• _What is being asked_
Below is a listing. Quote from it, exactly, the lines from the one containing "box: [310, 568, 338, 608]" down to the one containing "positive clicks: (8, 464) (25, 484) (17, 459)", both ends included, and nothing else.

• _Supplied material_
----
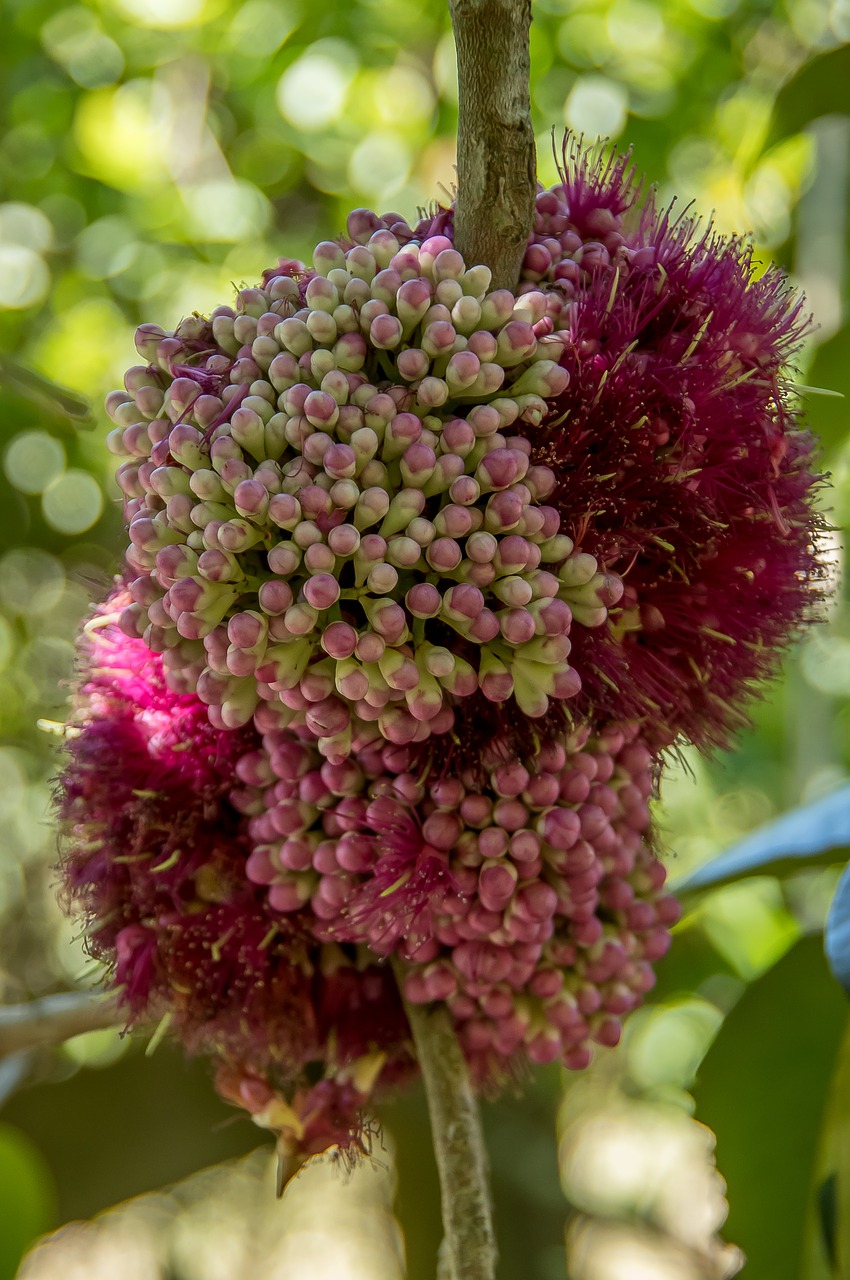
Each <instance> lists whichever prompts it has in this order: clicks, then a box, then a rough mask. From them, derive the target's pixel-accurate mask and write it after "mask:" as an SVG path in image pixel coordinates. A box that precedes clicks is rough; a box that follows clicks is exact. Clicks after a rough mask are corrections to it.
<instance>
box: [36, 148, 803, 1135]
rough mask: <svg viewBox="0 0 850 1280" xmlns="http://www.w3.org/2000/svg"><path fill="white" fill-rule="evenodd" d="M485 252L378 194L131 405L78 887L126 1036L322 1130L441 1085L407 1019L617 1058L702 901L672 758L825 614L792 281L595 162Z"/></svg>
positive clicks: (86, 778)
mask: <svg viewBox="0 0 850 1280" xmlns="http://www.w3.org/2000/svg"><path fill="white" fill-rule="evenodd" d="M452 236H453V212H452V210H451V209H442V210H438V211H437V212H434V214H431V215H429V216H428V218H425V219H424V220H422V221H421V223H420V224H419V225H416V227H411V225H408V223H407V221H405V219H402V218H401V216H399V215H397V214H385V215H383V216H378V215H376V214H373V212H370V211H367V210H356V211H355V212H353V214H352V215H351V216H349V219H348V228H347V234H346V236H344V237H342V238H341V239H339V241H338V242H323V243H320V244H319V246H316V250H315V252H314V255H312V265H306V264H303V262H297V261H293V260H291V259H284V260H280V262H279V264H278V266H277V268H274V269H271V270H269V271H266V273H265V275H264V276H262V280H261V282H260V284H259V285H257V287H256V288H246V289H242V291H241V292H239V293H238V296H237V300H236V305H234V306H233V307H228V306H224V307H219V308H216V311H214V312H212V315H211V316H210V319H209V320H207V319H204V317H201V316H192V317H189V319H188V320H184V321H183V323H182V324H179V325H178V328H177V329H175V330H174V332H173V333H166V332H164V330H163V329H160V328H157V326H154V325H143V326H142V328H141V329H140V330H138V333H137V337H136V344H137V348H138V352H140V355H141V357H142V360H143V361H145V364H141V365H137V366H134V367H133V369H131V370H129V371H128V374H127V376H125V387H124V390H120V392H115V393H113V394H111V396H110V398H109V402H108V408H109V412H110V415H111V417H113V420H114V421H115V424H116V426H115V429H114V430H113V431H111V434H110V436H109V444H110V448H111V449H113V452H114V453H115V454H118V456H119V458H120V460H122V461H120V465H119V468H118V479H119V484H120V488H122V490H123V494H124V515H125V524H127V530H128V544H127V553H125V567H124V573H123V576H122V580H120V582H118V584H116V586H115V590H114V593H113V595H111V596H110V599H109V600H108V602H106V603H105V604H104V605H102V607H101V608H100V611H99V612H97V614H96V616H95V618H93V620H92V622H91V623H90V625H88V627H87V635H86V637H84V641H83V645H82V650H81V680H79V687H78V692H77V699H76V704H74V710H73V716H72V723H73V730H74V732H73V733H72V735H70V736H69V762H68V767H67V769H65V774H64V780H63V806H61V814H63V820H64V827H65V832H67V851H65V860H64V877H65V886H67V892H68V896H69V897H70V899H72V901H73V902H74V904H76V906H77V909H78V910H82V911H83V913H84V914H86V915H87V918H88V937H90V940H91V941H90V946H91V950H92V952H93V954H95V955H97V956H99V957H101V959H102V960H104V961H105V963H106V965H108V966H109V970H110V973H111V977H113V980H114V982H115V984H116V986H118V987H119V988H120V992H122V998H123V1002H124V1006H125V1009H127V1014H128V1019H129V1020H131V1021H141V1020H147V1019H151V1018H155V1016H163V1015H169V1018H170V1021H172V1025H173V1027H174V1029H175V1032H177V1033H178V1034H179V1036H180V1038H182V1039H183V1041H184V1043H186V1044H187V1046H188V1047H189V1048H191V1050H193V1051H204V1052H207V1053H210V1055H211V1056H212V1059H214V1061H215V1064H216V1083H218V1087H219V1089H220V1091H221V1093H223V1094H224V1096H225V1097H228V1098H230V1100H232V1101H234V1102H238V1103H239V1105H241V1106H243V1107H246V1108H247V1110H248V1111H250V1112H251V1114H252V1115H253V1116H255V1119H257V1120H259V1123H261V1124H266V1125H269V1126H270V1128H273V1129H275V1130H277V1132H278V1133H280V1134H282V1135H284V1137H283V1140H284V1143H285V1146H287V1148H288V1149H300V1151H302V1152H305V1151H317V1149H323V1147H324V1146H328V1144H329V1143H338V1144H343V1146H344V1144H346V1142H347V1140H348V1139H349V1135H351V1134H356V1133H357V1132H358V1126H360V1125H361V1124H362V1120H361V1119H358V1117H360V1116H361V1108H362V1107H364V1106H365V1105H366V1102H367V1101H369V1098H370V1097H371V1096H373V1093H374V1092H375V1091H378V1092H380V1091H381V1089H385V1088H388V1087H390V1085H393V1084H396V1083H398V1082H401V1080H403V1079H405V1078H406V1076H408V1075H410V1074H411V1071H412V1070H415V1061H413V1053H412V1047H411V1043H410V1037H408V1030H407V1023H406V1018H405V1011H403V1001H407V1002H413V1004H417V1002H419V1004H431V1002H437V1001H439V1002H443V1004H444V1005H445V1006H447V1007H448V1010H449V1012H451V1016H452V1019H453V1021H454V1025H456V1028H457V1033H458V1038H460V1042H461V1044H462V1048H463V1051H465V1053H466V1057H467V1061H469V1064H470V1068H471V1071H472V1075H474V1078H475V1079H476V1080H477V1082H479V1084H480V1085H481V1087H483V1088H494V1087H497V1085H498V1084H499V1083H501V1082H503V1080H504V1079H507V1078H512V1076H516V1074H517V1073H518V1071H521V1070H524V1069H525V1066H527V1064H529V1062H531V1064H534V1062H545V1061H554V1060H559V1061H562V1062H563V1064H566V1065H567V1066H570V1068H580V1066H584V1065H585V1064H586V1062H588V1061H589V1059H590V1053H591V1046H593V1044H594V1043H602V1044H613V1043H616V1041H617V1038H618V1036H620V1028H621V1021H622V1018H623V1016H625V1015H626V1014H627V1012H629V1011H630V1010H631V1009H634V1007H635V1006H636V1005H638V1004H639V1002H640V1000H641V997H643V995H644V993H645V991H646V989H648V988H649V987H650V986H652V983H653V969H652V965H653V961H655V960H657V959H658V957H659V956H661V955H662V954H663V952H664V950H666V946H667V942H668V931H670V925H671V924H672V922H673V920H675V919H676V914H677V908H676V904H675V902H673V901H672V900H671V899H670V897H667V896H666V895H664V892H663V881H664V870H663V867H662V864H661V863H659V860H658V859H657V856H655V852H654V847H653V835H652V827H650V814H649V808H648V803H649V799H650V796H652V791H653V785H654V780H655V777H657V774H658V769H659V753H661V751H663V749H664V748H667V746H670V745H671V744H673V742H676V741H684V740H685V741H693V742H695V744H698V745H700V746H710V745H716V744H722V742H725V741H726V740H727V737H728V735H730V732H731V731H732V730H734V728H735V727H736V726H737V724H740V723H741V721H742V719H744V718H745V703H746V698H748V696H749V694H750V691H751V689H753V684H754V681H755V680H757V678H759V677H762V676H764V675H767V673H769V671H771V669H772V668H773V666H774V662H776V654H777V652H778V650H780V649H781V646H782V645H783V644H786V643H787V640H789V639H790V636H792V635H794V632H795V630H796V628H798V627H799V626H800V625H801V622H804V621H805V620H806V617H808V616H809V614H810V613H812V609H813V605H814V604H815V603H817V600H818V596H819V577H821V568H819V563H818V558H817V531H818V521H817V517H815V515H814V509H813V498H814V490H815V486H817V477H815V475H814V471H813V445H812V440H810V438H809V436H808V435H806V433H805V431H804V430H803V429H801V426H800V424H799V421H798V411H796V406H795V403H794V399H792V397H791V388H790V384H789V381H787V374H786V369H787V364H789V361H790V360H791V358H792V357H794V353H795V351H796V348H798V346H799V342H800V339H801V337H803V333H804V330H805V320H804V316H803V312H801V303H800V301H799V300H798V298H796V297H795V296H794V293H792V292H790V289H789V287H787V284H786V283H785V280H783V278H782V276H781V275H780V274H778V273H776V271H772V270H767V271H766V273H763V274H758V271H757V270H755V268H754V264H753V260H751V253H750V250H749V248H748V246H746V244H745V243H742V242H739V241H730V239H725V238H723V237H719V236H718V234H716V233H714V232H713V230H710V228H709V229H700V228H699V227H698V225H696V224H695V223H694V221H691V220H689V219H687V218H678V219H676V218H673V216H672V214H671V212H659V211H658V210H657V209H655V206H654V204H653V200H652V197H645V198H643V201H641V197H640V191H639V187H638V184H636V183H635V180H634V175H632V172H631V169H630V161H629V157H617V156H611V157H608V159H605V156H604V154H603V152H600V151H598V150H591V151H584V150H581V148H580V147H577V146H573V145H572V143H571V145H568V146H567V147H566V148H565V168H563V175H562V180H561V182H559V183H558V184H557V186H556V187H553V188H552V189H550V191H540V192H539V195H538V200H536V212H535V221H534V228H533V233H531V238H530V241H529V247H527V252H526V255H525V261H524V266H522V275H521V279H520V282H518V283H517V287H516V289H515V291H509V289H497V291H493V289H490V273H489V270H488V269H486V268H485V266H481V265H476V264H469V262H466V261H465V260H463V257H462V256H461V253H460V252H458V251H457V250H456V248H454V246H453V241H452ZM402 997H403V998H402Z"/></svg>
----
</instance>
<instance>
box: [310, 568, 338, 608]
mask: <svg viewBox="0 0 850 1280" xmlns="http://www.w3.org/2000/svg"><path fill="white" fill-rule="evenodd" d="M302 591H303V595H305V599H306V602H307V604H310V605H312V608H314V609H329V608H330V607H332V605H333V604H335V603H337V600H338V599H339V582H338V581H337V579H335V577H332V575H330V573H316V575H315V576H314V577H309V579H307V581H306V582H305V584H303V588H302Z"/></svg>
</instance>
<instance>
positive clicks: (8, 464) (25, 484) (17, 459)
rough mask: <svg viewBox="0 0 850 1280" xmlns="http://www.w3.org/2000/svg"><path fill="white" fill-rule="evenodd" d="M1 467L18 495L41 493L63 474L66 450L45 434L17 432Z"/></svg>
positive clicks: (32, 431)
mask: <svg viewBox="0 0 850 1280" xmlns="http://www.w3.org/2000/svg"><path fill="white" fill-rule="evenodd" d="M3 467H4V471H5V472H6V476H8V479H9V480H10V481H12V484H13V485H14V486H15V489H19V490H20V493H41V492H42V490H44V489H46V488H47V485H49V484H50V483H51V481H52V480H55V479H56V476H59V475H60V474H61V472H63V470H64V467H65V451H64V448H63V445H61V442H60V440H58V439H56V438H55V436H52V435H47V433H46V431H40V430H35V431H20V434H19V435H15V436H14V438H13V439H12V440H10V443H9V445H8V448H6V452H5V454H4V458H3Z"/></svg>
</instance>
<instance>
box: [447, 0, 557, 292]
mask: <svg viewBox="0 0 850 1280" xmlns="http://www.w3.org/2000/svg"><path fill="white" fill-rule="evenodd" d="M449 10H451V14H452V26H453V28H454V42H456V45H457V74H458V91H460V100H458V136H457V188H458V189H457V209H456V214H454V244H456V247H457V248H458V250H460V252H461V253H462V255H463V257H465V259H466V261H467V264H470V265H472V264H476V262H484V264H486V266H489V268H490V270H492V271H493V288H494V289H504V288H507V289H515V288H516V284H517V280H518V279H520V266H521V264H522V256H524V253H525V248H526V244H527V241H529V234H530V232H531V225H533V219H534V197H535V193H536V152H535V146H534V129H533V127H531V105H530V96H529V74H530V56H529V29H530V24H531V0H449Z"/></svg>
----
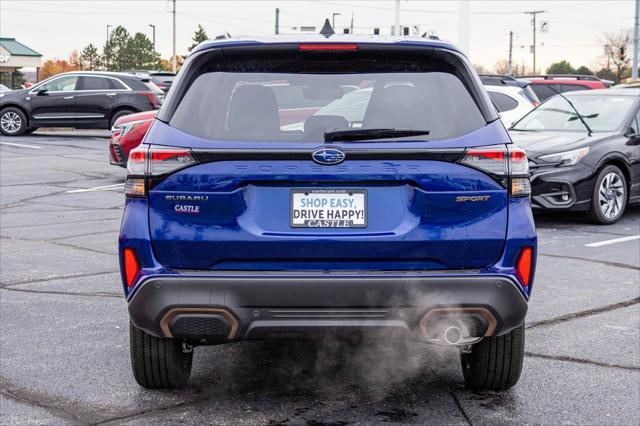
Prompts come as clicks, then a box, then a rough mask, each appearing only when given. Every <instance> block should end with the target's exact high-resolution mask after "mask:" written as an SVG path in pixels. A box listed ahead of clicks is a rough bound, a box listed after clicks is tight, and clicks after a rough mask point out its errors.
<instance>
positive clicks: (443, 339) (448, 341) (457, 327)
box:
----
• _Response to the exercise_
box: [310, 568, 338, 608]
mask: <svg viewBox="0 0 850 1280" xmlns="http://www.w3.org/2000/svg"><path fill="white" fill-rule="evenodd" d="M302 591H303V595H305V599H306V602H307V604H310V605H312V608H314V609H329V608H330V607H332V605H333V604H335V603H337V600H338V599H339V582H338V581H337V579H335V577H332V575H330V573H316V575H315V576H314V577H309V579H307V581H306V582H305V584H303V588H302Z"/></svg>
</instance>
<instance>
positive clicks: (8, 464) (25, 484) (17, 459)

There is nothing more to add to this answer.